_WORK REQUIRED_
All of the entries below need to be repeated exactly.
-------- RECORDS SHOWN --------
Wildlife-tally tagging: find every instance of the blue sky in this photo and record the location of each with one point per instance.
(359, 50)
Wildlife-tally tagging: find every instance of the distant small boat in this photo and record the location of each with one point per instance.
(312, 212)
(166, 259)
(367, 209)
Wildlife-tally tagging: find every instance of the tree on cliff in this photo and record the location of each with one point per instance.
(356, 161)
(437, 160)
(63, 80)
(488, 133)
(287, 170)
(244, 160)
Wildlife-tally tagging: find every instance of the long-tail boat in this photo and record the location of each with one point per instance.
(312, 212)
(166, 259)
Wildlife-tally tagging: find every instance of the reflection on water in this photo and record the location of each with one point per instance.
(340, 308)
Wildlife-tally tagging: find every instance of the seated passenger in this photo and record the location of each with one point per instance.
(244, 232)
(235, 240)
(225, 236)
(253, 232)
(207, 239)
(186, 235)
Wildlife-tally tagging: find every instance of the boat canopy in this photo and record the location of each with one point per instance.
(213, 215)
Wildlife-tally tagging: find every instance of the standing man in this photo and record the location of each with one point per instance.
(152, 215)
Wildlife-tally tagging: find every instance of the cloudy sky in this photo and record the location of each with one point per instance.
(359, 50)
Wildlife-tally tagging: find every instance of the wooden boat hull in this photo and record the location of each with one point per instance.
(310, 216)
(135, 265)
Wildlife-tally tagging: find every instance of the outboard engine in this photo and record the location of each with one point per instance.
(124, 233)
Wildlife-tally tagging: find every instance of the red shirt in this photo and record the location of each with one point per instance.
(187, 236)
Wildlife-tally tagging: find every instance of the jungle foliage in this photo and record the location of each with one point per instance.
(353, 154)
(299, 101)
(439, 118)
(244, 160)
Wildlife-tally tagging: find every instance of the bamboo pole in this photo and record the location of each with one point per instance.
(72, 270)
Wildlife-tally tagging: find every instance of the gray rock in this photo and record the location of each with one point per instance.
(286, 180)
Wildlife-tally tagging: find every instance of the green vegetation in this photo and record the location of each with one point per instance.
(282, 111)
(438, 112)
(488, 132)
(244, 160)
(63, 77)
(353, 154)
--------
_WRITTEN REPLY_
Wildlife-tally tagging: find every instance of the blue sky in this photo and record the location of each with one point per instance.
(359, 50)
Wildlife-tally tagging: find every instance of the distant small boat in this photo and record the location of each with one point per instance.
(312, 212)
(166, 259)
(367, 209)
Wildlife-tally tagging: find every instance of the tree on cliff in this photo and record the location of each with one point per instance.
(356, 161)
(437, 160)
(63, 80)
(488, 133)
(287, 170)
(244, 160)
Wildlife-tally tagging: find every instance of the long-tail boat in this photo and record the location of each with one point per instance.
(312, 212)
(166, 259)
Wildlife-tally tagging: find every instance of the reflection on water in this photo and record the location of each with one point per instance.
(340, 308)
Wildlife-tally tagging: find every instance of the seated passenger in this photo and record the location of each with one point per instance.
(244, 232)
(235, 240)
(225, 236)
(253, 232)
(207, 239)
(186, 235)
Wildlife-tally tagging: find every instance of the boat canopy in this photo and record the location of each with one point per instance.
(213, 215)
Wildlife-tally tagging: find every instance of the standing man in this photo and record the location of each with one point per instance.
(152, 215)
Wildlife-tally tagging: find every instance of the cloudy sky in this photo and record the location of each with one point per instance.
(359, 50)
Wildlife-tally tagging: find every instance of the wooden boat hull in this photo and record the location of each with one point per instance.
(310, 216)
(135, 265)
Wildlife-tally tagging: find every instance of the outboard engine in this photo and record the location of each with one point per instance.
(124, 233)
Wildlife-tally tagging: find every instance of the red shirt in this photo and record the location of each with one point per instance.
(187, 236)
Wildlife-tally tagging: find every instance of the jungle foliage in this photo and record the location of each with one point per instance.
(353, 154)
(299, 101)
(439, 118)
(244, 160)
Wildlife-tally tagging: find every instance of the bamboo pole in this photo and record the location of each with one point per instance.
(72, 270)
Wildlife-tally tagging: find every instance of the gray rock in this photo and record the location of each with one point per instance.
(286, 180)
Wildlife-tally tagging: find every instance of the green vegetation in this photo and record the location of each with one point per instance.
(282, 111)
(438, 112)
(488, 132)
(244, 160)
(63, 77)
(353, 154)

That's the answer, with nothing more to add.